Exercise details: Which lines run from the one containing "arm in this" to the end of the records? Write them out exactly, both ends included, and nothing else.

########

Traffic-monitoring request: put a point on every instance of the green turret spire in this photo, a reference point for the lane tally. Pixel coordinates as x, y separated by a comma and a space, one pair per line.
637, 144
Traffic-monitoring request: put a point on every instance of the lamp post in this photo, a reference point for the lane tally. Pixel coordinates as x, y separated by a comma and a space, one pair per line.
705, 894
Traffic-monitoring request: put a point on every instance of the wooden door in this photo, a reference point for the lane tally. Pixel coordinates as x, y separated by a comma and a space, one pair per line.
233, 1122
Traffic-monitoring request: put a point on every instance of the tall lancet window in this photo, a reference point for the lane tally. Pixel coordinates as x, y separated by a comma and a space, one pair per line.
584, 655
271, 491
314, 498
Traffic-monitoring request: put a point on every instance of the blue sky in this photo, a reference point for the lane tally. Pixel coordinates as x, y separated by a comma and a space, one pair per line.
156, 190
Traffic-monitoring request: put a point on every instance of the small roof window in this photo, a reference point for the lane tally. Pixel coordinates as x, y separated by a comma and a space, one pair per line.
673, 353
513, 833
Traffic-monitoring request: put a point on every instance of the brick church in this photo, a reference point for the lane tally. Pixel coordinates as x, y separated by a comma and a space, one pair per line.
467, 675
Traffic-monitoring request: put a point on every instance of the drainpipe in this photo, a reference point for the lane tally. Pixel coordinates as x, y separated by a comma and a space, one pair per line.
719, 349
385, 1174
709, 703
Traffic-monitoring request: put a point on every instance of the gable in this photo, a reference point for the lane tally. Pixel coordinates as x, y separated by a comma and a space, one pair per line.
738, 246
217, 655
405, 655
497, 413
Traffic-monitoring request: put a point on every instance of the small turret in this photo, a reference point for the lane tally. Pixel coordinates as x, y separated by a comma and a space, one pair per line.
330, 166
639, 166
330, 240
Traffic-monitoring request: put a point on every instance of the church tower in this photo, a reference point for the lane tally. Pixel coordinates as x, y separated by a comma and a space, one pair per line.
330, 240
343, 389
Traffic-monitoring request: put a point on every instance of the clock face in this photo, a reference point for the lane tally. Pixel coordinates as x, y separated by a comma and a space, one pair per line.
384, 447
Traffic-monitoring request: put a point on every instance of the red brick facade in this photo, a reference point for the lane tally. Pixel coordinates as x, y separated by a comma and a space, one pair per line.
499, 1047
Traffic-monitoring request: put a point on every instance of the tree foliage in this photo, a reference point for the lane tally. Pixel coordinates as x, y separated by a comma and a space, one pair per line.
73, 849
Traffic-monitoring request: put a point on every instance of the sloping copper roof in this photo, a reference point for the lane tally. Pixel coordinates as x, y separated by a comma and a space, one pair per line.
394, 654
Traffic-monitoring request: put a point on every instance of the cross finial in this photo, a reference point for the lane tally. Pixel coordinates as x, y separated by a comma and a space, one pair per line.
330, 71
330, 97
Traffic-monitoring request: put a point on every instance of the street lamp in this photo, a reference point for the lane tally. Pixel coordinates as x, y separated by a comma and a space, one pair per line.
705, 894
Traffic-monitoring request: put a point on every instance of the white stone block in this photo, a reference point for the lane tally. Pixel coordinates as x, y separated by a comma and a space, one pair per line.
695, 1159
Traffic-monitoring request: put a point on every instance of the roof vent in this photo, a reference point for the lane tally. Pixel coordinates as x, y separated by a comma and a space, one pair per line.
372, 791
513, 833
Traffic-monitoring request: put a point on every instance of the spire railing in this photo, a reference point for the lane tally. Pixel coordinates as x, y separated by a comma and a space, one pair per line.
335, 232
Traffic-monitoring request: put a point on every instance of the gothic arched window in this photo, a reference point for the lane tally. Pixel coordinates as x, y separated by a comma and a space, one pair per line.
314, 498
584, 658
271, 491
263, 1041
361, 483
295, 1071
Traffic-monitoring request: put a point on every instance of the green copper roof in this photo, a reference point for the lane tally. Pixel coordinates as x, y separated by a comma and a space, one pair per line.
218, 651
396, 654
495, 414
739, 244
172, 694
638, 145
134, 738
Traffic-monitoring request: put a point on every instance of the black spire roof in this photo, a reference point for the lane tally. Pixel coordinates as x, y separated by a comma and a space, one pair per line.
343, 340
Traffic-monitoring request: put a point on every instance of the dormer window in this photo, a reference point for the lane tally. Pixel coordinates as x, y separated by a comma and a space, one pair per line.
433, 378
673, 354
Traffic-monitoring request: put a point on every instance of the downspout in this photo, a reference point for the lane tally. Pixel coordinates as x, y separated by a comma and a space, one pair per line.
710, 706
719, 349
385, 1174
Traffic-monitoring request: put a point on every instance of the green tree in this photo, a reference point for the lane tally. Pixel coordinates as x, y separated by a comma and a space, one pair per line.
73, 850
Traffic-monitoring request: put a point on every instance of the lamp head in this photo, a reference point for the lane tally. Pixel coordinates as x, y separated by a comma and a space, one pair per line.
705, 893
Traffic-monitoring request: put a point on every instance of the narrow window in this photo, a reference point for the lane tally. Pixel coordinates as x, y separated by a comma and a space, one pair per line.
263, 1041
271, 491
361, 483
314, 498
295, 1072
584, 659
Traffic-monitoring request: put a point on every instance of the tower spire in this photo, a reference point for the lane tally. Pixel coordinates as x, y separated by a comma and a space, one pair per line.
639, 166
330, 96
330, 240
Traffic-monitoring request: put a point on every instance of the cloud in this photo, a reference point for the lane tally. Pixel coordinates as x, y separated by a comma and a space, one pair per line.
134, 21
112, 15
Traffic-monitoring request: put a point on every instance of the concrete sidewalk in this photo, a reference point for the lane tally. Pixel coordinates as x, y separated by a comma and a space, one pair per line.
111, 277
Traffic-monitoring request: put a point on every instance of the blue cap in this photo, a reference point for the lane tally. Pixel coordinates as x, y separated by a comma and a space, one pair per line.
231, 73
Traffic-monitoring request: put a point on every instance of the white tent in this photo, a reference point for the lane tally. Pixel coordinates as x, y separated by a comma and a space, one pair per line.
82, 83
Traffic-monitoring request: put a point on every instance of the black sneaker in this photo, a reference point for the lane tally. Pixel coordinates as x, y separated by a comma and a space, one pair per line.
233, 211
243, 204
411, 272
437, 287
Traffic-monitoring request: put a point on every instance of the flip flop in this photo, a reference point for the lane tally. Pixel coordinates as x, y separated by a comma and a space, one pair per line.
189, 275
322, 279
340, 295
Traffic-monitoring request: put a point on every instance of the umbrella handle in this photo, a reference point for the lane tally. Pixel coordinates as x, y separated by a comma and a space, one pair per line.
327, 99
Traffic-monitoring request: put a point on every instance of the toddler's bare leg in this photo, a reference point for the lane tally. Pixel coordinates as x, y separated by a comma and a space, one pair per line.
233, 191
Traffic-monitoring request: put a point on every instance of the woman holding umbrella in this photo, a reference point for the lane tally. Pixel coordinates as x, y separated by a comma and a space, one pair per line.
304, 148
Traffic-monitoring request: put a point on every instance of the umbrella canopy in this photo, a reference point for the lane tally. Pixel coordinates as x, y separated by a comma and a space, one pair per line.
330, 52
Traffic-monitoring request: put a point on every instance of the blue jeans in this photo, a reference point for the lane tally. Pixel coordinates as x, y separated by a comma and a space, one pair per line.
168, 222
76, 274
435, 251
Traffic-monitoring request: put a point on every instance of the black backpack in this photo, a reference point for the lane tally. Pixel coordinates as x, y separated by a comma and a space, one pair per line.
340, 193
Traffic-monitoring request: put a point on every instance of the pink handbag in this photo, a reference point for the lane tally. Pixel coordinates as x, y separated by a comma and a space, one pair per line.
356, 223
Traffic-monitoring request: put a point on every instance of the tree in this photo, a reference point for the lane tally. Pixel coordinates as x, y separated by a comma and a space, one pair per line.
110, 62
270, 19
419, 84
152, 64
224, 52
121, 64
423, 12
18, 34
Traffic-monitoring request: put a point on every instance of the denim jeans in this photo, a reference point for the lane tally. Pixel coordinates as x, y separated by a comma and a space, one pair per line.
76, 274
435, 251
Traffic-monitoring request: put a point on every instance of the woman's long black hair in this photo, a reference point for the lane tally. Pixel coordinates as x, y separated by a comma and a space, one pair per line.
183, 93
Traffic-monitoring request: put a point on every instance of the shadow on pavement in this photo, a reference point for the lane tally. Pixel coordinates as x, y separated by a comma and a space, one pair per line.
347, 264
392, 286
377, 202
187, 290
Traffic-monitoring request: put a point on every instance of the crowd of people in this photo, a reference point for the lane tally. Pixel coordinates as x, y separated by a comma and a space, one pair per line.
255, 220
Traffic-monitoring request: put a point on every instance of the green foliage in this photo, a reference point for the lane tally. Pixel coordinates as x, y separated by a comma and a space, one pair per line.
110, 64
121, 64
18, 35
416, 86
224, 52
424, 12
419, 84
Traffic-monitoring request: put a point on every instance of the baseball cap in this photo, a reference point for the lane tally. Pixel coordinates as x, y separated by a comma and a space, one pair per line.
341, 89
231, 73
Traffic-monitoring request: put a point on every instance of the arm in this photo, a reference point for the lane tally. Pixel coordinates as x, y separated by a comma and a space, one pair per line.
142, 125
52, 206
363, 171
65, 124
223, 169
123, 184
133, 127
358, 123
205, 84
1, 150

########

Output of the exercise:
Traffic-monitoring request: put a point on every instance of the arm in this photo, a reference point for the lane tally. Pixel coordinates as x, y separated by a comma and a space, one pair per line.
142, 125
52, 206
363, 171
65, 124
223, 169
123, 184
133, 127
358, 123
205, 84
1, 150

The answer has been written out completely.